GIVEN EXERCISE:
In the stretch of the listing below from the line containing "Please trace the outline of every instance of the gold" through the end of the listing, switch "gold tassel" to "silver tassel" and leave everything else as it is. Give back only those lines.
======== RECORDS PROVIDED ========
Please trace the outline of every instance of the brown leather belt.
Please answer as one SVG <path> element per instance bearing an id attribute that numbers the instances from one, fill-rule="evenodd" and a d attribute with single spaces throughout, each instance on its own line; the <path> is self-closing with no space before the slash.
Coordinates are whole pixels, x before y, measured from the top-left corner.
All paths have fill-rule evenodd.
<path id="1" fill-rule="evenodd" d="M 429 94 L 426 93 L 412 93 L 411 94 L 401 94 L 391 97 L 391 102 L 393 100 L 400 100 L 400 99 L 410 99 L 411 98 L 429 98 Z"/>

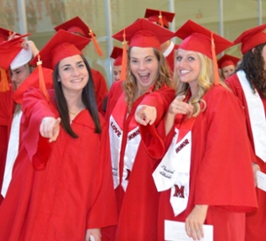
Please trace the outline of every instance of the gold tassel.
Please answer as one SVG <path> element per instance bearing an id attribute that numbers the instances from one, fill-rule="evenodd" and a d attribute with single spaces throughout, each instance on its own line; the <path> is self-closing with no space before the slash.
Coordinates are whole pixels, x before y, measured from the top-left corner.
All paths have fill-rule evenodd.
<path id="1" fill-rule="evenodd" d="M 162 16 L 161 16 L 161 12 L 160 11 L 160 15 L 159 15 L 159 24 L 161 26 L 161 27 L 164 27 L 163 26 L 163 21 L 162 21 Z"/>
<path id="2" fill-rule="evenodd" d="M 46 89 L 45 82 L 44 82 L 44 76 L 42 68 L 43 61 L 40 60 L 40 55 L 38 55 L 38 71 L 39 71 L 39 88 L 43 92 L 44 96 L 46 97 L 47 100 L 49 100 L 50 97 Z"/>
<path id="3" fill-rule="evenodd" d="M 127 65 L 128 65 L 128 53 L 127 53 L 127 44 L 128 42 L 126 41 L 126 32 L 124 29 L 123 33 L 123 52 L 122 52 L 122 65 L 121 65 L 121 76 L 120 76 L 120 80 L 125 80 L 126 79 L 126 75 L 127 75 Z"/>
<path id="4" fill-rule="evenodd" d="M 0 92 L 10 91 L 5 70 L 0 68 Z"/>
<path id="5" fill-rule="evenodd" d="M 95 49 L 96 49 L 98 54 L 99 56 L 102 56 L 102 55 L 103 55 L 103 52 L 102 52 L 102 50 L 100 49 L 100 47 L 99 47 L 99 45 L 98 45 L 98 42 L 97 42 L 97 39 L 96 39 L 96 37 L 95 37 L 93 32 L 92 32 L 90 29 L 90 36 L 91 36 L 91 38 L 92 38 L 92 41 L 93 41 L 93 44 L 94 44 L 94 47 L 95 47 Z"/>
========
RESPONSE BELOW:
Please trace the outline of every instance of the silver tassel.
Please answer as one SVG <path> element per instance bearing an id attribute that numbers the instances from one, fill-rule="evenodd" and a d attribute with single spaces throughout, each instance on its own line; the <path> is self-closing with no space before the slash.
Coordinates are whole pixels, x before y, measured from the top-left corner.
All paths have fill-rule evenodd.
<path id="1" fill-rule="evenodd" d="M 162 16 L 161 16 L 161 12 L 160 11 L 160 15 L 159 15 L 159 24 L 161 26 L 161 27 L 164 27 L 163 26 L 163 21 L 162 21 Z"/>
<path id="2" fill-rule="evenodd" d="M 46 89 L 45 82 L 44 82 L 44 76 L 42 68 L 43 61 L 40 60 L 40 55 L 38 55 L 38 71 L 39 71 L 39 88 L 43 92 L 44 96 L 46 97 L 47 100 L 49 100 L 50 97 Z"/>
<path id="3" fill-rule="evenodd" d="M 127 65 L 128 65 L 128 53 L 127 53 L 127 44 L 128 42 L 126 41 L 126 32 L 124 29 L 123 33 L 123 52 L 122 52 L 122 65 L 121 65 L 121 76 L 120 76 L 120 80 L 125 80 L 126 79 L 126 75 L 127 75 Z"/>
<path id="4" fill-rule="evenodd" d="M 0 92 L 10 91 L 5 70 L 0 68 Z"/>
<path id="5" fill-rule="evenodd" d="M 95 49 L 96 49 L 98 54 L 99 56 L 102 56 L 102 55 L 103 55 L 103 52 L 102 52 L 102 50 L 100 49 L 100 47 L 99 47 L 99 45 L 98 45 L 98 42 L 97 42 L 97 39 L 96 39 L 96 37 L 95 37 L 93 32 L 92 32 L 90 29 L 90 36 L 91 36 L 91 38 L 92 38 L 92 41 L 93 41 L 93 44 L 94 44 L 94 47 L 95 47 Z"/>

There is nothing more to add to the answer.